### [TASK PROMPT]
Reproduce every one of the records below word for word, but leave the pictures out.

Stored items from a collection:
☆ ☆ ☆ ☆ ☆

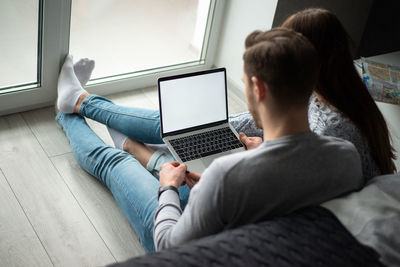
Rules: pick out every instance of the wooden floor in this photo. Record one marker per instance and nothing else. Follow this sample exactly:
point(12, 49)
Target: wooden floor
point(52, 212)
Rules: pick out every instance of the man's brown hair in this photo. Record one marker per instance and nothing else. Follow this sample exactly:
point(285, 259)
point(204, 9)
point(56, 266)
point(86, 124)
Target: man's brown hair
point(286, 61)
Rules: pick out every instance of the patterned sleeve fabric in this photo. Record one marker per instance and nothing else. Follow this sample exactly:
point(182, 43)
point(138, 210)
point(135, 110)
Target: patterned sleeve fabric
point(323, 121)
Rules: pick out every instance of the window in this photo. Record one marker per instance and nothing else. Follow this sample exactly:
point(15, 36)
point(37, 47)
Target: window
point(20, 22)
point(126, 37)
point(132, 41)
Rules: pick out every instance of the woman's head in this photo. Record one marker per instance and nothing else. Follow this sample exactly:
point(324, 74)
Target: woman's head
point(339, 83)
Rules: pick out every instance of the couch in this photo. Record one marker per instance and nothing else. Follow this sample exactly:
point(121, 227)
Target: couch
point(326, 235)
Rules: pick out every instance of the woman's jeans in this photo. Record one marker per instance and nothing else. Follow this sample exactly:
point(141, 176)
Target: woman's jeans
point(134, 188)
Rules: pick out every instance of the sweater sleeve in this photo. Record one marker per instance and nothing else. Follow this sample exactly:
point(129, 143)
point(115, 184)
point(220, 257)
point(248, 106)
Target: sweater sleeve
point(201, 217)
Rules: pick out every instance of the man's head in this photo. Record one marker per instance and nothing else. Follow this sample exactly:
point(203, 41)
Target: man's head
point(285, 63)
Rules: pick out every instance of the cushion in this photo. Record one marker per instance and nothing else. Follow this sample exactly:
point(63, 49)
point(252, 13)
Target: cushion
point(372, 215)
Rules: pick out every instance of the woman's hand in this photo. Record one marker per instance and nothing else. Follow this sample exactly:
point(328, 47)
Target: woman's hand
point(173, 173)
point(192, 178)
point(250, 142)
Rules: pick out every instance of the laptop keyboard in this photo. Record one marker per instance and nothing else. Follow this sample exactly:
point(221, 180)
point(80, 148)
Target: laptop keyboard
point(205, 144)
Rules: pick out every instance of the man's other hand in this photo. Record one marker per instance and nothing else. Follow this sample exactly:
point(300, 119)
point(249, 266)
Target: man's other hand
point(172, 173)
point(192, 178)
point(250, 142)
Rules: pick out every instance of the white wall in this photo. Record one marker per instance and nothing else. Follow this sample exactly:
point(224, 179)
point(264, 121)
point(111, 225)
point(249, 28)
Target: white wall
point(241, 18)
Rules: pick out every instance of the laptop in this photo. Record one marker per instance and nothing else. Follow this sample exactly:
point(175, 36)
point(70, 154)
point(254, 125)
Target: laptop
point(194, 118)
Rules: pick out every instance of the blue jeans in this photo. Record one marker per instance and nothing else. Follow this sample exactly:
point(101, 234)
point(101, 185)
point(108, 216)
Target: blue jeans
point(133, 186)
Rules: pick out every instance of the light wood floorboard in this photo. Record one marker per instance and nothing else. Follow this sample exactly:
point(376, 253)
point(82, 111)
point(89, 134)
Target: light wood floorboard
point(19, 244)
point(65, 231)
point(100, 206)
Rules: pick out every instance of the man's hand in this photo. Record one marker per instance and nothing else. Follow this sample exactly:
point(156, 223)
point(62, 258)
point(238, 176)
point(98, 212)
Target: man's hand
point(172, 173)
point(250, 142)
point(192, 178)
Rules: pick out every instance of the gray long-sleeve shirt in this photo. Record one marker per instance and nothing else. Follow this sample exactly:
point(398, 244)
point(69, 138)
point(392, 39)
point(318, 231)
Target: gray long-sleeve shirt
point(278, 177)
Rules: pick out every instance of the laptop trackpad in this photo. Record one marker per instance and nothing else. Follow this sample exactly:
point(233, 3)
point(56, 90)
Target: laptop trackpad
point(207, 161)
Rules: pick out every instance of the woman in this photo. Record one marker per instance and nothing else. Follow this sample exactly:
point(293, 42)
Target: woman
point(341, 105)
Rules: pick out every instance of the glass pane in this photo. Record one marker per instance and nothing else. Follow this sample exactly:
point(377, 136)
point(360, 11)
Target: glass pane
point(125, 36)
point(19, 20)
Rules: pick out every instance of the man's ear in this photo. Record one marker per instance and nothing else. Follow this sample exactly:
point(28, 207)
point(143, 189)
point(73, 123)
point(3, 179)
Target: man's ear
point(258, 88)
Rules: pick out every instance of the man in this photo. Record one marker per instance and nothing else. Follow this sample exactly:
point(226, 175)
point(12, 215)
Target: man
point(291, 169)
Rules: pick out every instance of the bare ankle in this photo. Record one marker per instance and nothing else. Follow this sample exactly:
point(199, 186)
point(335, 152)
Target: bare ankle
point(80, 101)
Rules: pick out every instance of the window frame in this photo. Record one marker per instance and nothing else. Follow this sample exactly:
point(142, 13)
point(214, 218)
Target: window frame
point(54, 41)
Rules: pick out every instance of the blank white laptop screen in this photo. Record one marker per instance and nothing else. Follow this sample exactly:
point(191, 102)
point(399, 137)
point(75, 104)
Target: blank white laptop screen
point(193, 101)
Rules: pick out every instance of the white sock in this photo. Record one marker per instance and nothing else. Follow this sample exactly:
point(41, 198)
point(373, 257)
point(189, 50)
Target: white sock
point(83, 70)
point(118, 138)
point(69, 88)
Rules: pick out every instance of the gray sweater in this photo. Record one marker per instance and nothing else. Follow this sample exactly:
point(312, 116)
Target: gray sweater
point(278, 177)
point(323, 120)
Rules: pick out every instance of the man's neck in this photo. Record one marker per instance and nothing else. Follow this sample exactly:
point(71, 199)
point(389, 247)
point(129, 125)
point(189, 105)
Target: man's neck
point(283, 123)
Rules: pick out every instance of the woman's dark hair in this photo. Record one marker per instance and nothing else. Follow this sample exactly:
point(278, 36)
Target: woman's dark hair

☆ ☆ ☆ ☆ ☆

### [WRITTEN ANSWER]
Rules: pick out every instance of the wooden floor in this photo. Record one marker per instance and nothing else. Follow this sample exactly:
point(12, 49)
Target: wooden floor
point(52, 212)
Rules: pick out every instance of the man's brown hair in this photo. Record one marker per instance and nothing else. Follow this sample exactly:
point(285, 259)
point(204, 9)
point(56, 266)
point(86, 124)
Target: man's brown hair
point(286, 61)
Rules: pick out every instance of the patterned sleeve fabric in this photo. Record one marker per instance and nothing else. Follow this sample exactly:
point(182, 43)
point(138, 210)
point(135, 110)
Target: patterned sleeve fabric
point(323, 121)
Rules: pick out every instance of the window in this photo. Record one marker per instance and nothing else. Follow this sample exactly:
point(15, 36)
point(37, 47)
Target: window
point(20, 22)
point(126, 37)
point(132, 41)
Rules: pick out every instance of the woman's head in this photo. Record one marker per instance and nothing else. Follow this sample exactly:
point(324, 74)
Target: woman's head
point(339, 83)
Rules: pick out every instance of the couch in this photo. Record one marker per instance and nothing else. Follow this sample exactly:
point(121, 227)
Target: couch
point(326, 235)
Rules: pick out every instance of the woman's jeans in this photo. Record one marker per instance and nothing else. Follow this sample exactly:
point(141, 176)
Target: woman's jeans
point(134, 188)
Rules: pick out every instance of the sweater sleeve in this photo. Record one marker per instance and nothing else. Follow this sample exactly:
point(129, 143)
point(115, 184)
point(220, 257)
point(248, 106)
Target: sweater sleeve
point(201, 217)
Rules: pick out every instance of the man's head in this photo. Record one marker per instance and nothing else. Follow this sample exactly:
point(203, 41)
Target: man's head
point(285, 63)
Rules: pick out every instance of the cushion in this photo. Record one marker per instance and nothing else. Follow this sample exactly:
point(63, 49)
point(252, 13)
Target: cushion
point(372, 215)
Rules: pick out every instance of the woman's hand in this photo. Record one marker per instance and nothing else. Follow this sample exactly:
point(328, 47)
Target: woman's hand
point(173, 173)
point(192, 178)
point(250, 142)
Rules: pick out every instance of the laptop keyboard in this photo. Record one marker per instance and nothing else. Follow this sample exactly:
point(221, 180)
point(80, 148)
Target: laptop keyboard
point(205, 144)
Rules: pick out every instance of the man's other hand in this photo. Record one marker per instance and nothing else. Follow this sample exactly:
point(300, 119)
point(249, 266)
Target: man's other hand
point(172, 173)
point(192, 178)
point(250, 142)
Rules: pick out every instance of the white wall in this photo. Record one marker per instance and nothing else. Follow this sample exactly:
point(224, 179)
point(264, 121)
point(111, 225)
point(249, 28)
Target: white wall
point(241, 18)
Rules: pick out every instance of the laptop in this photo. Record one marker per instance and nothing else. Follow this sample exactly:
point(175, 36)
point(70, 154)
point(254, 125)
Target: laptop
point(194, 118)
Rules: pick out every instance of the blue jeans in this photo. Record one marker per instance and nothing else. Follow this sample exactly:
point(101, 234)
point(101, 185)
point(108, 216)
Target: blue jeans
point(133, 186)
Rules: pick out every instance of the light wood floorboard in this photo. Record one marker per instance and nothing else. Follow this sample exactly:
point(376, 253)
point(82, 111)
point(89, 134)
Target: light wood floorboard
point(19, 244)
point(65, 231)
point(100, 206)
Rules: pick out every instance of the man's hand in this photo. Record one marker per instance and nothing else. Follow this sample exactly:
point(156, 223)
point(62, 258)
point(238, 176)
point(98, 212)
Target: man's hand
point(172, 173)
point(250, 142)
point(192, 178)
Rules: pick out every instance of the gray long-sleeve shirt in this photo. Record one marker per instance and nothing else. Follow this sample exactly:
point(398, 244)
point(69, 138)
point(392, 39)
point(318, 231)
Target: gray long-sleeve shirt
point(278, 177)
Rules: pick out every instance of the laptop trackpad in this photo. Record one marker per instance and nothing else. Follow this sample exactly:
point(233, 3)
point(56, 90)
Target: laptop trackpad
point(207, 161)
Rules: pick out every instance of the woman in this photo. Record one marker per instance and nothing else. Follow this sample exactly:
point(293, 42)
Target: woman
point(341, 105)
Rules: pick out every instance of the glass pane in this photo. Record one marker per instance and nothing else. Follow this sample exactly:
point(377, 136)
point(360, 11)
Target: glass pane
point(125, 36)
point(19, 20)
Rules: pick out every instance of the man's ear in this photo. Record one marker per instance and nothing else. Follow this sample exactly:
point(28, 207)
point(143, 189)
point(73, 123)
point(3, 179)
Target: man's ear
point(258, 88)
Rules: pick out every instance of the man in this photo. Record one marker per instance and nothing else. Follow this sample exactly:
point(226, 175)
point(12, 215)
Target: man
point(291, 169)
Rules: pick out every instance of the bare ankle in this photo. Record one marker per instance and nothing else. Follow this sample exactly:
point(199, 186)
point(335, 152)
Target: bare ankle
point(80, 101)
Rules: pick out every instance of the window frame in this photo. Record one marker per instance and nothing else. Follow this sample exactly:
point(142, 13)
point(214, 218)
Target: window frame
point(54, 41)
Rules: pick out every instance of the blank white laptop screen in this photo. Record one marker per instance and nothing else. Follow this sample exactly:
point(191, 102)
point(399, 137)
point(75, 104)
Target: blank white laptop screen
point(193, 101)
Rules: pick out every instance of the white sock in this photo. Record one marker per instance and nothing else. Follow this sample exactly:
point(41, 198)
point(373, 257)
point(189, 50)
Target: white sock
point(83, 70)
point(118, 138)
point(69, 88)
Rules: pick out every instance of the gray sweater in this photo. Record one marker per instance and nothing else. Follow this sample exactly:
point(312, 116)
Target: gray sweater
point(278, 177)
point(323, 120)
Rules: pick out every instance of the man's neck in this photo. Record one marker per instance and nothing else. Follow this sample exactly:
point(71, 199)
point(389, 247)
point(129, 125)
point(189, 105)
Target: man's neck
point(283, 123)
Rules: pick out every instance of the woman's dark hair in this photo. Record one marker per instance and nothing else. Follow this sample exactly:
point(278, 36)
Target: woman's dark hair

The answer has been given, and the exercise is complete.